* Work required: Repeat nothing but the lines below running from the one containing "Point to the rocky" to the one containing "Target: white cloud". Keep both end lines.

* Task material:
┌──
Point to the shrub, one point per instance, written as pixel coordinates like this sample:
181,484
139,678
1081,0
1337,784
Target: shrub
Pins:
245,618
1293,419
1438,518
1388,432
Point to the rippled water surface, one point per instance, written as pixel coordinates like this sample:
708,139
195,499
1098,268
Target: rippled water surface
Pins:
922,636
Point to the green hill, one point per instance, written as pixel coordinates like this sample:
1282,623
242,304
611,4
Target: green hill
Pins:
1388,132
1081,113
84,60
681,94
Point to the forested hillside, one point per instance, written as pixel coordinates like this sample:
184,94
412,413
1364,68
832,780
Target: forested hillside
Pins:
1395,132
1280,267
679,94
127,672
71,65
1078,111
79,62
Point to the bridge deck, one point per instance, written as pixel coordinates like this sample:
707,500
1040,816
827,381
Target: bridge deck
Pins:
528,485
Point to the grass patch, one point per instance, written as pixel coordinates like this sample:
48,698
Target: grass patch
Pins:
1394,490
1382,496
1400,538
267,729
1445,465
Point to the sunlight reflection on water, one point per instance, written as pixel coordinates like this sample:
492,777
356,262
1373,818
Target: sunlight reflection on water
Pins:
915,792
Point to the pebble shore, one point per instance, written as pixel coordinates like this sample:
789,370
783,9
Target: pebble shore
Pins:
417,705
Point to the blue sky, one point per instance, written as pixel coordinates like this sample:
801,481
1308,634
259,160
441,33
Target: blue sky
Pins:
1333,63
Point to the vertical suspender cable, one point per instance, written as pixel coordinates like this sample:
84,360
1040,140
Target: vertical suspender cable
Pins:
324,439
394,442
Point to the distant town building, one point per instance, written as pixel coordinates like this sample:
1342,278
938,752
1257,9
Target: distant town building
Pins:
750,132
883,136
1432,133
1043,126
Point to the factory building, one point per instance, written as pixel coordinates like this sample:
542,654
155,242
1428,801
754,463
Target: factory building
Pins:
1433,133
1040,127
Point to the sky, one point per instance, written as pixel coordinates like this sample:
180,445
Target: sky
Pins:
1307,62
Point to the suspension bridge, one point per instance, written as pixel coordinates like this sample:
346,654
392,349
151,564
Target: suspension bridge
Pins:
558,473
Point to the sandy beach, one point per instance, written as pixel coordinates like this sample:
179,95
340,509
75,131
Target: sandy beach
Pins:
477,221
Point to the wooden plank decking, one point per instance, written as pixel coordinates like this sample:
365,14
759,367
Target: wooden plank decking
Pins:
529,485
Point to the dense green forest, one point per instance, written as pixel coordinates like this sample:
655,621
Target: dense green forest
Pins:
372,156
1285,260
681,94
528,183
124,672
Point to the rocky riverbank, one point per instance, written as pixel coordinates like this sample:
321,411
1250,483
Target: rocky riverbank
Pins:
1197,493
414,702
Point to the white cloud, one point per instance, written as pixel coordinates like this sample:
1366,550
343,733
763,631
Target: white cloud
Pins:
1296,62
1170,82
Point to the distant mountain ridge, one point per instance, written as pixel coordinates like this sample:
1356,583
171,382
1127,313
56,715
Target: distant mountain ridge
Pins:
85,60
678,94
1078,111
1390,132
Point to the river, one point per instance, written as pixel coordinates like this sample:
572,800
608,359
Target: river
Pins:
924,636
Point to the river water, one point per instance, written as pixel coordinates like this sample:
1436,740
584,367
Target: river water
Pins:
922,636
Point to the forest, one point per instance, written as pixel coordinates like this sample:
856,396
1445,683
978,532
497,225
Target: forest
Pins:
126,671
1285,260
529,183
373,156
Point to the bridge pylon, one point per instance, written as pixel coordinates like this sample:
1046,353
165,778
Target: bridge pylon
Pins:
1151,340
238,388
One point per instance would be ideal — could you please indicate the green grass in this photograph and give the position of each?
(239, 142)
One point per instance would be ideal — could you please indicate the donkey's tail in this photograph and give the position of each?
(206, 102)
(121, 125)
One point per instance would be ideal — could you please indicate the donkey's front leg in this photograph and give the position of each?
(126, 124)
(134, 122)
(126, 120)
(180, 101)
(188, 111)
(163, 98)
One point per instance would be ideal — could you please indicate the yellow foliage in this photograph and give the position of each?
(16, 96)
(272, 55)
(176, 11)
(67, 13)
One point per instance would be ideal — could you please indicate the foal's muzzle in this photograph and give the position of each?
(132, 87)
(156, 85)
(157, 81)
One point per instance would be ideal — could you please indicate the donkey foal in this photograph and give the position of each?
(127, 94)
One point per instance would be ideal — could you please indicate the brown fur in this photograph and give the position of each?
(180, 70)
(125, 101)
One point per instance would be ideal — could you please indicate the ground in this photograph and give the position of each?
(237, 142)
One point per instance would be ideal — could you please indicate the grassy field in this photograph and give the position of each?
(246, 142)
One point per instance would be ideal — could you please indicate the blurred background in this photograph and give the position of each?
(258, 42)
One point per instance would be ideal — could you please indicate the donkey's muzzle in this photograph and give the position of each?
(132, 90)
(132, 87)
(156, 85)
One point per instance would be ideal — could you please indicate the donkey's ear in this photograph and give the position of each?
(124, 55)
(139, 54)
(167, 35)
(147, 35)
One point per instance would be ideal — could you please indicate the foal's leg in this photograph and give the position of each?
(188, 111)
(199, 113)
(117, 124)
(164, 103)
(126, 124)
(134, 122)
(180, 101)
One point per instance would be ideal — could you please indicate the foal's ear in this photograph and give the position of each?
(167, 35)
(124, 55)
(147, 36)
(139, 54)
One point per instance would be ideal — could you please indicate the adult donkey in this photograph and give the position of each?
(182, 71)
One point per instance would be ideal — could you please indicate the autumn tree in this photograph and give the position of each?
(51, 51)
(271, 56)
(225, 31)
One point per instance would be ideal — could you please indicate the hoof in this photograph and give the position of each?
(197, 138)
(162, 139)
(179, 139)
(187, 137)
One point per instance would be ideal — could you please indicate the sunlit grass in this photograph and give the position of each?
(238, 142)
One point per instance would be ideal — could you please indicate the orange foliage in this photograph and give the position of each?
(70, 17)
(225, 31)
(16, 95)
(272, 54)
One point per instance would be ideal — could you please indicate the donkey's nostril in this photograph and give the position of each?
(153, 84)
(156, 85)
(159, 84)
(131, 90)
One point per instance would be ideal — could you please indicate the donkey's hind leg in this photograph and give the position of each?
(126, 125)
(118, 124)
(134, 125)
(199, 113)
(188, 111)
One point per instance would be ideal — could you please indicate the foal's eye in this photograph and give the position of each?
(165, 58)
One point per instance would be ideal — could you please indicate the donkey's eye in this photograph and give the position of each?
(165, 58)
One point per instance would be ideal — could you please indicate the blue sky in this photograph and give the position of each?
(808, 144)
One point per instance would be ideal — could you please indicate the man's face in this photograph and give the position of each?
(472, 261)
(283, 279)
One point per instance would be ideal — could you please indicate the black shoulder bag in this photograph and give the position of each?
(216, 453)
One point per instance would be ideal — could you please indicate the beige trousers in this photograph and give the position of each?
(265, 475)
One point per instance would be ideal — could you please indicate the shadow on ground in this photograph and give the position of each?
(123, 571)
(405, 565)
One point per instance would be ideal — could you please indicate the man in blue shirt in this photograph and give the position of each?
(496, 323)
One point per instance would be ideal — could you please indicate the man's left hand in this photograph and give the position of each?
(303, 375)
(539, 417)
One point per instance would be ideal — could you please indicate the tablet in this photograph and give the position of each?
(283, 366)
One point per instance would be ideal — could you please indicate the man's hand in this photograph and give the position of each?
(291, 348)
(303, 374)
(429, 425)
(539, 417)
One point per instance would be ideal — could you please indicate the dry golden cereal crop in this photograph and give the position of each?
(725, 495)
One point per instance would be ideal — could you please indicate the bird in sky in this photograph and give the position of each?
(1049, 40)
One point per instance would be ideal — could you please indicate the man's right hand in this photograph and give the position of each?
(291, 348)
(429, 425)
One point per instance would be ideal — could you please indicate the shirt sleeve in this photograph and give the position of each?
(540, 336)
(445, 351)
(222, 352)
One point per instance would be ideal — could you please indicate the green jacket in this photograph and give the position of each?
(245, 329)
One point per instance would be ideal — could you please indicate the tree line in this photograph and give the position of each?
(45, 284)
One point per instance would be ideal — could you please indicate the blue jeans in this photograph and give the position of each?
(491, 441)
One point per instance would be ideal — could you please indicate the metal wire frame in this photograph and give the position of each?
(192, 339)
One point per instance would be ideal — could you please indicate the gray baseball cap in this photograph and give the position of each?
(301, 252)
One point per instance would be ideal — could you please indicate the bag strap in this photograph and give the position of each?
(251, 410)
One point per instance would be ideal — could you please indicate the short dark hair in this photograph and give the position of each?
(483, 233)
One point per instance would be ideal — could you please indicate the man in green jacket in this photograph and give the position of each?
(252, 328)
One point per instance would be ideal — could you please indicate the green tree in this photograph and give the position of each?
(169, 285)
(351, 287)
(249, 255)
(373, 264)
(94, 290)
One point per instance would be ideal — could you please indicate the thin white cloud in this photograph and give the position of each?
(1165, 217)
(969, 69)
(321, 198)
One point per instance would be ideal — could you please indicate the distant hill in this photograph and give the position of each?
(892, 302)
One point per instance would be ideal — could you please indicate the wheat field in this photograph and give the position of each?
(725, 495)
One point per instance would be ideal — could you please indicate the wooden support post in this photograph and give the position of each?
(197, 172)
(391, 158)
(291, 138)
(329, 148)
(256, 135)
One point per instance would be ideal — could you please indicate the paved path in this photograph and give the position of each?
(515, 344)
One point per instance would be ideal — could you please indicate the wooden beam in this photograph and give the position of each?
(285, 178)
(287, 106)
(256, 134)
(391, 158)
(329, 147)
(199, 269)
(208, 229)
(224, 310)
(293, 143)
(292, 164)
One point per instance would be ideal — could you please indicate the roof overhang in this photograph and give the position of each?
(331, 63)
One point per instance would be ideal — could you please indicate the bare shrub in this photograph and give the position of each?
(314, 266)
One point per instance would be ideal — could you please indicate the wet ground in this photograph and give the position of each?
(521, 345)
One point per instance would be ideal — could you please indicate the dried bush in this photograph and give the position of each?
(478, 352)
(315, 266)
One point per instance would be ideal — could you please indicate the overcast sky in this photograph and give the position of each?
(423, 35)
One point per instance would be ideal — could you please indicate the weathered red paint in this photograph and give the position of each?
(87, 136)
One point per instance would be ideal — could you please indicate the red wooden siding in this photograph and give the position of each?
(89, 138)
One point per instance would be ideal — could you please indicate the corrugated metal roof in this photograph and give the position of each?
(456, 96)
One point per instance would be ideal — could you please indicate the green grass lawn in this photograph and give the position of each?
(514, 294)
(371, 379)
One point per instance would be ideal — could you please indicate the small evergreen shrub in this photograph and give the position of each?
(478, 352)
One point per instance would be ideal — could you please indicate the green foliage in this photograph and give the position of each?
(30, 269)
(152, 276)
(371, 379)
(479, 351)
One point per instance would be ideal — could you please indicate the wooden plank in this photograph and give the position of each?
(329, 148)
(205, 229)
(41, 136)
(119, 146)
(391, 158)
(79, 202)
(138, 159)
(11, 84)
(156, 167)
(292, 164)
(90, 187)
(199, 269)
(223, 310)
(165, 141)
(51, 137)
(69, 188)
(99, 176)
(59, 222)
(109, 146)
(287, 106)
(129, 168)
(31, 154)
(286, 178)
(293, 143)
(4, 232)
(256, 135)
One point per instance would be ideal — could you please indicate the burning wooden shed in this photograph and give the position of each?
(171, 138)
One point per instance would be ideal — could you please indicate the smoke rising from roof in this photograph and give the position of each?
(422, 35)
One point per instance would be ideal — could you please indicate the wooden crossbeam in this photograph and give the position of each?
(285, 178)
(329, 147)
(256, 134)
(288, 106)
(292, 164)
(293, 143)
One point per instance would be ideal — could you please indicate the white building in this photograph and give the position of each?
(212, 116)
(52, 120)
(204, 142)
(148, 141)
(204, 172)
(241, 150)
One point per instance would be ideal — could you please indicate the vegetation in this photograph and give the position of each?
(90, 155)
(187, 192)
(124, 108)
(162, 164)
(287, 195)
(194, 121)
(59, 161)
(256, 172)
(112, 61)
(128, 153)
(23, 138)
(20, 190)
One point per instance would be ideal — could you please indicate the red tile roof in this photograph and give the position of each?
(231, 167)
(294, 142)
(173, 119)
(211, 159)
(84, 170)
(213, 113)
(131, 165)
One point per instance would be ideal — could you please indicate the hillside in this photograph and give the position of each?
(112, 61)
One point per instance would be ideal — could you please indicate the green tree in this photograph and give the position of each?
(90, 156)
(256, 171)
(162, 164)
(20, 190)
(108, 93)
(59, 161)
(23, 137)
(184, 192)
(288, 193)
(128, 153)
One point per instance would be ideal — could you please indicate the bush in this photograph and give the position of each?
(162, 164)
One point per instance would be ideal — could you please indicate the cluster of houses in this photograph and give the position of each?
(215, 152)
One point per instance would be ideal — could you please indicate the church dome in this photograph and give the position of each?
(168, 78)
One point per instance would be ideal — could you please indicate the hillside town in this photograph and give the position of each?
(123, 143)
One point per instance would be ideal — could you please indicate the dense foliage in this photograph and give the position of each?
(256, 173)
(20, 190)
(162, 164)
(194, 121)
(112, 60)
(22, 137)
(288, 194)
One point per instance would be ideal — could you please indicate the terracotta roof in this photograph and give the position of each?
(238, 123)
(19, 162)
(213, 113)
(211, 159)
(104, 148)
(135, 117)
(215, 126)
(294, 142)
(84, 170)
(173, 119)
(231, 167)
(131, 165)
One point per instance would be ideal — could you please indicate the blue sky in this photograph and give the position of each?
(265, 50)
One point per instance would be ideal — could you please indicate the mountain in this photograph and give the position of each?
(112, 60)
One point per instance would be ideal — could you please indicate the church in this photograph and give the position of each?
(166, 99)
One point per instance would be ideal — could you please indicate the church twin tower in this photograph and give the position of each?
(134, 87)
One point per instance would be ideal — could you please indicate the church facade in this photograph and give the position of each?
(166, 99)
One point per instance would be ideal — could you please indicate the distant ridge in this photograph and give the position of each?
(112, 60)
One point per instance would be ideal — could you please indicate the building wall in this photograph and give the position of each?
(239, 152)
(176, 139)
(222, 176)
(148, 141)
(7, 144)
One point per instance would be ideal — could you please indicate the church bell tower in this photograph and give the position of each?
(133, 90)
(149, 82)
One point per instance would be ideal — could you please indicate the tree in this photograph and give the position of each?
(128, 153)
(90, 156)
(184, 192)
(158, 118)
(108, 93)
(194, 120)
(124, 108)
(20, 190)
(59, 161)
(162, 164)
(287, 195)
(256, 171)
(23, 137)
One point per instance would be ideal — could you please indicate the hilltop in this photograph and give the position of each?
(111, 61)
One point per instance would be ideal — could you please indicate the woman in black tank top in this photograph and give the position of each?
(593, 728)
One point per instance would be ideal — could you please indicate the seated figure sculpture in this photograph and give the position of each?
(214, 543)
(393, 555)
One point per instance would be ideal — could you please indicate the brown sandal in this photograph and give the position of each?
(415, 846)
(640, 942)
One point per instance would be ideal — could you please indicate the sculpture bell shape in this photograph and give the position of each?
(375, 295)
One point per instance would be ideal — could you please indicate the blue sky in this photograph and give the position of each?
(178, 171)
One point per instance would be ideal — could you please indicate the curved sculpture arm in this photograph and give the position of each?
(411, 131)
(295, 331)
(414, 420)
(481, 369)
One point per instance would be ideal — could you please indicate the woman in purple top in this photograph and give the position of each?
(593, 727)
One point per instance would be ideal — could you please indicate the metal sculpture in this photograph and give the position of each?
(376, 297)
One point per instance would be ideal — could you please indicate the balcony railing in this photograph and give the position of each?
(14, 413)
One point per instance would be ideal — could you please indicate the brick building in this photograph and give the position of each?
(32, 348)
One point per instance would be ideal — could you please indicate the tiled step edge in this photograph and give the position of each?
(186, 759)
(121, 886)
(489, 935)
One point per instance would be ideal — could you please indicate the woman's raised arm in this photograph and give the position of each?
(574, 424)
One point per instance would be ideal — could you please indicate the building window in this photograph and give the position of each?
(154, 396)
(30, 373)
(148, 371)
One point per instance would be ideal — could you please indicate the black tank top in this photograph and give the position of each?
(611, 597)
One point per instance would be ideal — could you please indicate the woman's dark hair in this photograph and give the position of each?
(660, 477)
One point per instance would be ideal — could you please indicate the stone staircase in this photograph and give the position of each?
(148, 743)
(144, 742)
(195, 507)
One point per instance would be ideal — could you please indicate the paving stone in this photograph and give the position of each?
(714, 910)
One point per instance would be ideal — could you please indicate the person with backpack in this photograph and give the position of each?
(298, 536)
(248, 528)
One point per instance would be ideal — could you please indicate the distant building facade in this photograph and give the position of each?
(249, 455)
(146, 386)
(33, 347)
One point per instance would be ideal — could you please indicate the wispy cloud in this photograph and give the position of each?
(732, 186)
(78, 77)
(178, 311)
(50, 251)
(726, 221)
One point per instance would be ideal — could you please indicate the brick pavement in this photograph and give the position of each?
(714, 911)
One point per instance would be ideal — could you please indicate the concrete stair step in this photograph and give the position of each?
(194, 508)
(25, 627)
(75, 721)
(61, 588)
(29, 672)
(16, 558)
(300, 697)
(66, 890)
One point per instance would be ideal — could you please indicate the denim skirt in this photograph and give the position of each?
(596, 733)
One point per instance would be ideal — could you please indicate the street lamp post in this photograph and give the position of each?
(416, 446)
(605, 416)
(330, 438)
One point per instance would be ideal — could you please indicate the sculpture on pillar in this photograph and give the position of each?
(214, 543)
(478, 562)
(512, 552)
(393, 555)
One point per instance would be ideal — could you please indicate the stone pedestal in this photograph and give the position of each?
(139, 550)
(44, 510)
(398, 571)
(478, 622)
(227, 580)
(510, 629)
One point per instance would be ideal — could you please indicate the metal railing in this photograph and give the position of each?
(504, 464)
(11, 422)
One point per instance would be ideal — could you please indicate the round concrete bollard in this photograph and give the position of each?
└──
* Your solution:
Point to the rocky riverbank, one point per instance, written as pixel coordinates like this sample:
321,411
1250,483
Target: rocky riverbank
Pins:
1197,493
414,702
Point to the white cloud, one point per instance, written as pixel coordinates like this sample:
1366,550
343,733
763,631
Target: white cloud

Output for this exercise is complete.